*Tasks to complete*
[1] The guide on exporting Soda Cloud checks to CSV requires Admin privileges. What reason does it give for this requirement?
[2] Carry on the guide on exporting Soda Cloud checks to CSV, starting after its final line.

*Quoted passage*
_ _ _
GET checks into CSV files

Last modified on 06-Jun-24

This example Python script uses Pandas and the Soda Cloud API to retrieve information from your Soda Cloud account and prepare two CSV files:

one file contains information about all the datasets in your Soda Cloud account
one file contains a list of all the checks in your Soda Cloud account, including a column attributes you may have added to checks

✖️    Requires Soda Core Scientific (included in a Soda Agent)
✖️    Supported in Soda Core
✔️    Supported in Soda Cloud + Soda Library
✔️    Supported in Soda Cloud + Soda Agent

Prerequisites

You have set up a Soda Cloud account and have connected to a data source via Soda Library or a Soda-hosted or self-hosted Soda Agent.
You have prepared at least one data quality check and have run at least one Soda scan in Soda Cloud.
You have Admin privileges in your Soda Cloud account which gives you permission to access to the account and all its checks and datasets via the API.

Set up and run

Best practice dictates that you use a virtual environment to execute the script. Use the following commands to create and activate a venv, then upgrade pip and install pandas.
MacOS:

python -m venv .sodaapi 
source .sodaapi/bin/activate 
pip install --upgrade pip  
pip install requests pandas

Windows:

python -m venv .sodaapi
source .sodaapi\Scripts\activate
python.exe -m pip install --upgrade pip
python.exe -m pip install requests pandas

Create a new Python file called api2csv.py, then copy the script below into the file.
In the # Soda Cloud account section of the file, replace the placeholder values with your own Soda Cloud URL and API key values. See Generate API keys for instructions on how to create new keys.
If you wish, change the value of file_type in the script to json if you prefer that type of output over CSV.

Run the script! It saves the new files to the same directory as your api2csv.py file.

python api2csv.py

Output:

Starting collection of all datasets/checks...
Fetching all datasets on page: 0
The following csv file was generated successfully: all_datasets
Fetching all checks on page 0
The following csv file was generated successfully: all_checks

API to CSV script

import requests
import time
import sys
import pandas as pd
from datetime import datetime

# Soda Cloud account 

soda_cloud_url = 'https://cloud.us.soda.io' # cloud.us.soda.io (US Customers) or cloud.soda.io (EU Customers)
_ _ _
*Dataset entries*
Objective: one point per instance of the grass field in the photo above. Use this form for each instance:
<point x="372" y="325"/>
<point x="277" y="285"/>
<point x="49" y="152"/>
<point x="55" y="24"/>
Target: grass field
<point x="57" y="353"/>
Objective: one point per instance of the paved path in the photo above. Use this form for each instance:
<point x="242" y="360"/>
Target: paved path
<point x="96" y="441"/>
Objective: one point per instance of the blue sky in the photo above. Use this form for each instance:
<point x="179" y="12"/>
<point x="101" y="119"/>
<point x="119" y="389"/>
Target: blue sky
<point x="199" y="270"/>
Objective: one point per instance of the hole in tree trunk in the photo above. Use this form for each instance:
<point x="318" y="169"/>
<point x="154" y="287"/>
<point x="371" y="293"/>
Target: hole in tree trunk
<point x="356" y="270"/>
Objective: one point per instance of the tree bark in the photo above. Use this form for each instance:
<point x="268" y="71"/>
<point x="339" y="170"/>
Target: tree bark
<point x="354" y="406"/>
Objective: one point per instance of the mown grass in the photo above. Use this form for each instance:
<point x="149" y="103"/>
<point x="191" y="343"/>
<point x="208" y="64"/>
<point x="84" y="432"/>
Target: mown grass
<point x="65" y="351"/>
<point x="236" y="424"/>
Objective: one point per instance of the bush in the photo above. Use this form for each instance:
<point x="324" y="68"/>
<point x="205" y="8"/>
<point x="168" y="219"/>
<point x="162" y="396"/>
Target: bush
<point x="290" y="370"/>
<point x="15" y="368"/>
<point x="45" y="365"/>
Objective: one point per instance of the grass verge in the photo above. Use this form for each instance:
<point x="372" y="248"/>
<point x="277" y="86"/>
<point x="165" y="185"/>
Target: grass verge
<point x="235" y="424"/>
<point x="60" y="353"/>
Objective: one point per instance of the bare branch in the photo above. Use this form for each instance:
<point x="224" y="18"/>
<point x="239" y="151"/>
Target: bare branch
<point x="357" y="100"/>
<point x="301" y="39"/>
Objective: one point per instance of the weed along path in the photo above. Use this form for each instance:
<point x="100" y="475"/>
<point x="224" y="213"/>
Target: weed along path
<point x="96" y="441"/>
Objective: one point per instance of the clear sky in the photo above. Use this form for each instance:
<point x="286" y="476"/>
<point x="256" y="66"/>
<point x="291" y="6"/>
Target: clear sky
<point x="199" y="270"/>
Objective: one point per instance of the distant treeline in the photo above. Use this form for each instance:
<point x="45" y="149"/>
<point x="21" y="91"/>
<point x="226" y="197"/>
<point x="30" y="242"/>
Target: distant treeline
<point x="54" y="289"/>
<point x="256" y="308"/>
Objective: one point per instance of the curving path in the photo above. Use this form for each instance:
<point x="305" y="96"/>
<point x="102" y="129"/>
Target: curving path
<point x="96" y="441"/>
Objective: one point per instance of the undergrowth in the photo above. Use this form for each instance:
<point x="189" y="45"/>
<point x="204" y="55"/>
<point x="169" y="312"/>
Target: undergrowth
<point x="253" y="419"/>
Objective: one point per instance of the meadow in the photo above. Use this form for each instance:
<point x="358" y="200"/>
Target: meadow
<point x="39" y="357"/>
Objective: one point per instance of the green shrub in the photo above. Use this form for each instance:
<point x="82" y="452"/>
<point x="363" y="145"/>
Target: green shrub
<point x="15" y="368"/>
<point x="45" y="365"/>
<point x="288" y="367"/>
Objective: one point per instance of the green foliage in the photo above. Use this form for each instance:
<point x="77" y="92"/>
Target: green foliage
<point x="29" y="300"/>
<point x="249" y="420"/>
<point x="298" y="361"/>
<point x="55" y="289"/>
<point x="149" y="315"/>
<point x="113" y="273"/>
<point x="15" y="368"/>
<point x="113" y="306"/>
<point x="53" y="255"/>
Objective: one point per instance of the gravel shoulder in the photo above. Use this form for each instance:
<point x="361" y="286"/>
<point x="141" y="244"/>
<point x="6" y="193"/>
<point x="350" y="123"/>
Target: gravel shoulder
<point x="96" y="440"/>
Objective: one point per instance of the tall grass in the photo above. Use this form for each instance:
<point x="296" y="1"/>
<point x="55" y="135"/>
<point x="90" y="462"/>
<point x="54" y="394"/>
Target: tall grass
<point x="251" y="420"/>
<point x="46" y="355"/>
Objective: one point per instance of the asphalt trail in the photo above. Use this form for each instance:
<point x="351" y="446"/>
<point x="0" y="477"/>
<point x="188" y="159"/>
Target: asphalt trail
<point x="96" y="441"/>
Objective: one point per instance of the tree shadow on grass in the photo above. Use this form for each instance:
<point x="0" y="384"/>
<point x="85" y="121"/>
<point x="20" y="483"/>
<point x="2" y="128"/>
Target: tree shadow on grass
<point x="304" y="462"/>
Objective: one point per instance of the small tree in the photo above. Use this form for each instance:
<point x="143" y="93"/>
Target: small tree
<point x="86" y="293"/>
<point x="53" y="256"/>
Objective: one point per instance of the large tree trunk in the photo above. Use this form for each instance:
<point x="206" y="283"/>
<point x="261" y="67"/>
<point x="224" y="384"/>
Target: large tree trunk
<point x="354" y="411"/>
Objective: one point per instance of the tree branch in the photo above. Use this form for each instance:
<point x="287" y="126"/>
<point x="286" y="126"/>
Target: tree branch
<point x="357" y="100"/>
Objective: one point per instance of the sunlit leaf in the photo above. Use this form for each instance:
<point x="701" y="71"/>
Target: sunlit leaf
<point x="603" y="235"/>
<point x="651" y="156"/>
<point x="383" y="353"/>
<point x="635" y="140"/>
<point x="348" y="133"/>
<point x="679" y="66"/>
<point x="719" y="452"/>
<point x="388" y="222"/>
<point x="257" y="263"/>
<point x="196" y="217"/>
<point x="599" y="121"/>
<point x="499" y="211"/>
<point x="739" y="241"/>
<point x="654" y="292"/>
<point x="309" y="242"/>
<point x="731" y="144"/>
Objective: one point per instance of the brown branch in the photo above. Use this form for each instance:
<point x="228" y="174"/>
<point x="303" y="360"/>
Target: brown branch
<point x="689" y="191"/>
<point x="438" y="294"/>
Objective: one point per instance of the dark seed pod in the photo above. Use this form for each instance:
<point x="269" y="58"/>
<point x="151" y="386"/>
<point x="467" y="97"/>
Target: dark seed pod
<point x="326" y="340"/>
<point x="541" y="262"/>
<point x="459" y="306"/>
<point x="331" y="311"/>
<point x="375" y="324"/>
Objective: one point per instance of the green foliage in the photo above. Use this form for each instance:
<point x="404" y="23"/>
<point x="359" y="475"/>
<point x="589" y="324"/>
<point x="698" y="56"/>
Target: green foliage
_ _ _
*Answers for this exercise*
[1] Admin privileges give you permission to access the Soda Cloud account and all its checks and datasets through the API.

[2]
soda_apikey = 'XXX' # Soda Cloud API key ID 
soda_apikey_secret = 'XXX' # Soda Cloud API key secret

# The file names and file type to which you want to save the output (CSV or JSON)

datasets_filename = 'all_datasets'
checks_filename = 'all_checks'
file_type = 'csv'

# ------------------------------------------------------------------------------

if file_type not in ['csv', 'json']:
        print("You must input the correct file_type: csv or json. You input "+file_type)
        sys.exit()

print("Starting collection of all datasets/checks...")

datasets = []
checks = []

response_datasets = requests.get(
        soda_cloud_url + '/api/v1/datasets?page=0', 
        auth=(soda_apikey , soda_apikey_secret)
        )

if response_datasets.status_code == 401 or response_datasets.status_code == 403:
    print("Unauthorized or Forbidden access. Please check your API keys and/or permissions in Soda.")
    sys.exit()

# Collect all datasets

if response_datasets.status_code == 200:
    dataset_pages = response_datasets.json().get('totalPages')
    
    i = 0
    while i < dataset_pages:
        dq_datasets = requests.get(
        soda_cloud_url + '/api/v1/datasets?page='+str(i), 
        auth=(soda_apikey , soda_apikey_secret))
        
        if dq_datasets.status_code == 200:
            print("Fetching all datasets on page: "+str(i))
            list = dq_datasets.json().get("content")
            datasets.extend(list)
            i += 1
        elif dq_datasets.status_code == 429:
            print("API Rate Limit reached when fetching datasets on page: " +str(i)+ ". Pausing for 30 seconds.")
            time.sleep(30)
            # Retry fetching the same page
        else:
            print("Error fetching datasets on page "+str(i)+". Status code:", dq_datasets.status_code)
        
else:
    print("Error fetching initial datasets. Status code:", response_datasets.status_code)
    sys(exit)

df_datasets = pd.DataFrame(datasets)
current_time = datetime.now().strftime('%Y-%m-%d %I:%M:%S %p')
df_datasets.insert(0, 'record_created', current_time)

# Create datasets file

if file_type == 'csv':
    df_datasets.to_csv(datasets_filename +'.csv', index=False)
if file_type == 'json':
    df_datasets.to_json(datasets_filename +'.json', orient='records', date_format='iso', lines=False)

print(f"The following {file_type} file was generated successfully: {datasets_filename}")


# Fetch all checks

response_checks = requests.get(
    soda_cloud_url + '/api/v1/checks?size=100', 
    auth=(soda_apikey , soda_apikey_secret))

if response_checks.status_code == 200:
    check_pages = response_checks.json().get('totalPages')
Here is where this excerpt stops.